Santiago Federico Toloza (born 28 October, 2002, Morteros) is an Argentine footballer who plays for Arsenal de Sarandí of the Argentine Primera Division on loan from Talleres de Córdoba,
as an attacking midfielder.

Early life
From Morteros, Córdoba, he played his youth team football at 9 de Julio de Morteros until 2015 when he joined Talleres de Córdoba. In 2018 he won a youth league with the club.

Career

Talleres de Córdoba
In 2020 he made his first preseason training with the first team squad of Talleres de Córdoba. That same year, 2020, he signed his first professional contract with Talleres.

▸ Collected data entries

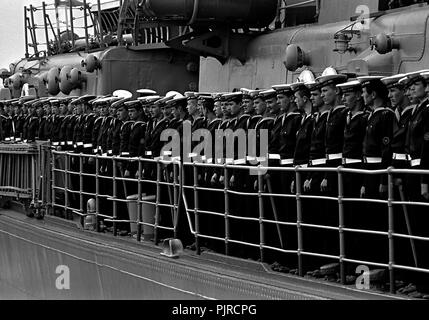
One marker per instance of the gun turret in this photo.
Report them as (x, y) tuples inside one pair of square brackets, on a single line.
[(236, 14)]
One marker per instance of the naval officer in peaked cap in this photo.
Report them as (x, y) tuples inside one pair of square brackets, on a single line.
[(377, 154)]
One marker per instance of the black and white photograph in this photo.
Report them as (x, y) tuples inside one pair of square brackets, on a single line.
[(214, 155)]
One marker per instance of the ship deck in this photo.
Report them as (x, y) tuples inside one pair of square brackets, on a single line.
[(106, 267)]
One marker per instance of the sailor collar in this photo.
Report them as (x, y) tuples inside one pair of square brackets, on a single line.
[(214, 120), (357, 114), (380, 109), (399, 115)]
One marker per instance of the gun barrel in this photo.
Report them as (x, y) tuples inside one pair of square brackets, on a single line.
[(237, 13)]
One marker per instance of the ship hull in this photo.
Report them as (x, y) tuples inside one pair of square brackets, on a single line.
[(33, 255)]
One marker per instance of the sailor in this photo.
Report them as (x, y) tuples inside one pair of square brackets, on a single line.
[(179, 112), (122, 117), (377, 155), (27, 117), (70, 126), (56, 123), (7, 125), (98, 106), (78, 130), (63, 128), (417, 145), (88, 124), (354, 132), (136, 138), (35, 111), (19, 117)]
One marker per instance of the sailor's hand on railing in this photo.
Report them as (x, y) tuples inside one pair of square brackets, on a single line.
[(398, 182), (362, 192), (232, 181), (425, 191), (221, 179), (324, 185), (120, 165), (213, 180), (382, 189), (307, 185)]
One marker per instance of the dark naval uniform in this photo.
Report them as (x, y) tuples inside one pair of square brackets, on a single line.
[(417, 146), (377, 154)]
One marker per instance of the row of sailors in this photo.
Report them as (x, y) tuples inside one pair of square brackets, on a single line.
[(333, 120)]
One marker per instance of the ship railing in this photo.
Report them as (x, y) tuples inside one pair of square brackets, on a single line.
[(308, 211), (76, 178)]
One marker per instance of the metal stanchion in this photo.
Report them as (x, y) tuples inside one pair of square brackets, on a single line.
[(82, 206), (341, 225), (299, 221), (139, 203), (115, 194), (196, 213), (158, 195), (391, 231), (227, 235), (407, 222), (97, 193), (273, 206), (261, 216)]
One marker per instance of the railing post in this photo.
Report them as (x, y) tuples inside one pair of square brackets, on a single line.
[(261, 216), (158, 197), (299, 220), (97, 192), (115, 195), (341, 224), (391, 231), (225, 183), (139, 204), (176, 199), (66, 183), (81, 185), (26, 32), (53, 182), (196, 213)]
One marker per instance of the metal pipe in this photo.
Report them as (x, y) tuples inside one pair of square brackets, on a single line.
[(81, 204), (115, 195), (194, 12), (196, 213), (139, 205), (299, 221), (66, 183), (53, 182), (261, 216), (158, 196), (46, 28), (36, 51), (176, 199), (391, 231), (225, 182), (85, 21), (99, 23), (341, 226), (97, 192), (57, 17), (71, 22), (25, 33)]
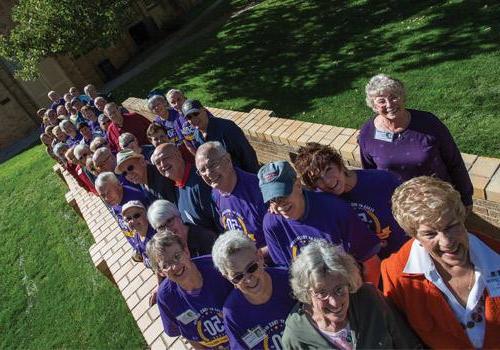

▸ INSTRUCTIONS TO FOLLOW
Copy word for word the passage of the footballer biography from "Santiago Federico Toloza" up to and including "contract with Talleres.". These records were gathered from a separate source.

▸ OUTPUT FOR THIS TASK
Santiago Federico Toloza (born 28 October, 2002, Morteros) is an Argentine footballer who plays for Arsenal de Sarandí of the Argentine Primera Division on loan from Talleres de Córdoba,
as an attacking midfielder.

Early life
From Morteros, Córdoba, he played his youth team football at 9 de Julio de Morteros until 2015 when he joined Talleres de Córdoba. In 2018 he won a youth league with the club.

Career

Talleres de Córdoba
In 2020 he made his first preseason training with the first team squad of Talleres de Córdoba. That same year, 2020, he signed his first professional contract with Talleres.